Each entry needs to be given again, character for character.

(Text-to-region grounding data)

◇ ◇ ◇ ◇

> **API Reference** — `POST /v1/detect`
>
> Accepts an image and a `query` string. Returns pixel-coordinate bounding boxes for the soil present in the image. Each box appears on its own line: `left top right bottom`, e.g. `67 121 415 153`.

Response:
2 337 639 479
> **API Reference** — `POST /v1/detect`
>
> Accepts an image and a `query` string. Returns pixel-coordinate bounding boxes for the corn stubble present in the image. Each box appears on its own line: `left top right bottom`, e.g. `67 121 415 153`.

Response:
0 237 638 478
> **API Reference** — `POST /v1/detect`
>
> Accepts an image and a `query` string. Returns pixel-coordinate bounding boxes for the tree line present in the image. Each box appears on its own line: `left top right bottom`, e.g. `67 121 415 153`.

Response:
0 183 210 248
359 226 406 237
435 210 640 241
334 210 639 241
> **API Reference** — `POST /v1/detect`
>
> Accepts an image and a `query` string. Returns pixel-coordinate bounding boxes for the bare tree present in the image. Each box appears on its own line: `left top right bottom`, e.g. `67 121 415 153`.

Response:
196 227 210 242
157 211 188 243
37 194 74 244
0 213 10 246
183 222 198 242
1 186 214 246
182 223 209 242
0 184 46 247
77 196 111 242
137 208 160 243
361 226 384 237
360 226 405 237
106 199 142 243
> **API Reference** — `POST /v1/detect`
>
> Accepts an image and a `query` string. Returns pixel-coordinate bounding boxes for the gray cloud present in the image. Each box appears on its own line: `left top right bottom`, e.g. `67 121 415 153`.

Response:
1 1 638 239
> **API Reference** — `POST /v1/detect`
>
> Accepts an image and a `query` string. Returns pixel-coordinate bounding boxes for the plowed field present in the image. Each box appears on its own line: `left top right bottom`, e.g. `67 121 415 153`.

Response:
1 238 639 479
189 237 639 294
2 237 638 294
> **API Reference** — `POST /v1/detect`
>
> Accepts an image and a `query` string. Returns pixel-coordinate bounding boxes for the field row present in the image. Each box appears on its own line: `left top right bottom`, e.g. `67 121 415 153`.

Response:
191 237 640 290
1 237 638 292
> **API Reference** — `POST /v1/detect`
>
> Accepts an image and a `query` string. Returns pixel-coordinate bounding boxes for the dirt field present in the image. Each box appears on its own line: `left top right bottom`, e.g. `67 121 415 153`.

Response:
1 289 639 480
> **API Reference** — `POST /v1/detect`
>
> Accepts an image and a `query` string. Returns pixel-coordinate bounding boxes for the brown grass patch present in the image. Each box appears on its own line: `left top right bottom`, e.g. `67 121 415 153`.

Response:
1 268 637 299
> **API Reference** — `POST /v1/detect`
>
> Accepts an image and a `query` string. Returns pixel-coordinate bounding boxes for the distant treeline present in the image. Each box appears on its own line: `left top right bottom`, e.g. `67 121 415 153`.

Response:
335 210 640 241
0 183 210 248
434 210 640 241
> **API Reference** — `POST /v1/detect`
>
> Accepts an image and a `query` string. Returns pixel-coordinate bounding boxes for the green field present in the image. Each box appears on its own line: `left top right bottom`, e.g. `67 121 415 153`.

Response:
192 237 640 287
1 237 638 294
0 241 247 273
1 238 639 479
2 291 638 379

◇ ◇ ◇ ◇

### Answer to this exercise
> **API Reference** — `POST /v1/detect`
>
> Accepts an image and a `query` string. Returns pixel-coordinate bounding boxes for the soil present in the image. Each box appears on its own line: `left top right bottom`, e.g. `67 121 415 153`.

Response:
2 337 639 479
> **API Reference** — `POST /v1/detect`
>
> Accepts an image and a `query` string. Returns pixel-coordinate bounding boxes for the corn stubble present in the image. Each box appears on its own line: `left top right bottom`, e.g. `67 121 415 153`.

Response:
0 237 638 478
> **API Reference** — `POST /v1/detect`
>
> Accepts an image and a `query` string. Returns pixel-coordinate bounding boxes for the tree line present in the image. Each box appears on its own line: `left top right bottom`, e.g. `67 121 415 153`.

Response:
0 183 210 248
359 226 406 237
435 210 640 241
334 210 639 241
> **API Reference** — `POST /v1/detect`
>
> Accepts an image and a `query` string. Returns pixel-coordinate bounding boxes for the bare tree present in the image. Each box appears on its own line: `left top right bottom`, e.g. `67 121 415 153`.

Response:
196 227 210 242
157 211 188 243
37 194 74 244
0 213 10 246
183 222 198 242
1 186 214 246
182 223 209 242
0 184 46 247
77 196 111 242
137 208 160 243
361 226 384 237
360 226 405 237
106 199 142 243
> **API Reference** — `POST /v1/detect`
>
> Accepts an image and a `query` string. Returns pixel-coordinate bounding boxes for the gray cloud present in the image. Each box appears on its own line: `left top right bottom`, e.g. `67 121 415 153`.

Response:
1 1 638 239
> **API Reference** — `POST /v1/detect`
>
> Accepts an image and a `query` string. Returns pixel-coordinate bounding boxes for the plowed field present in the image. Each box appears on its own line: `left top right bottom`, e.g. `67 121 415 153`.

Response:
1 238 639 479
189 237 639 294
2 237 638 294
> **API Reference** — `POST /v1/detect`
>
> Accepts an image and a `query` string. Returns pixel-coordinate bounding boxes for the field row present in the image. Each box appears on its own line: `left top right bottom`, e.g. `67 121 415 153`.

Response:
191 237 640 290
1 237 638 292
> **API Reference** — `POST /v1/detect`
>
> Accepts an image and a `query` string. Returns pixel-coordinate bounding boxes for the dirt field present in the image. Each box appears on its own line: `left top right bottom`, e.g. `67 121 415 153`.

Response:
1 289 639 480
> **API Reference** — `POST /v1/detect`
>
> Accepts an image and a `query` string. Returns pixel-coordinate bounding boxes for the brown grass patch present in the image. Each box appears on its own line: `left top right bottom`, e.g. `67 121 415 153`.

Response:
1 268 637 299
> **API Reference** — `POST /v1/detect`
>
> Accepts an image and a `query` string. Returns pixel-coordinate bounding boxes for the distant treeline present in the image. Each box appears on its own line: `left top right bottom`, e.g. `67 121 415 153`.

Response:
335 210 640 241
0 183 210 248
434 210 640 241
> **API Reference** — `POST /v1/detect`
>
> Accepts an image and a `query` string. Returns pixel-coordinate bounding boxes for the green field present in the image. Each box appears on its own line: `left top right bottom`, e.g. `67 121 415 153`.

Response:
192 237 640 287
1 237 638 294
0 241 247 273
1 238 639 479
2 291 638 379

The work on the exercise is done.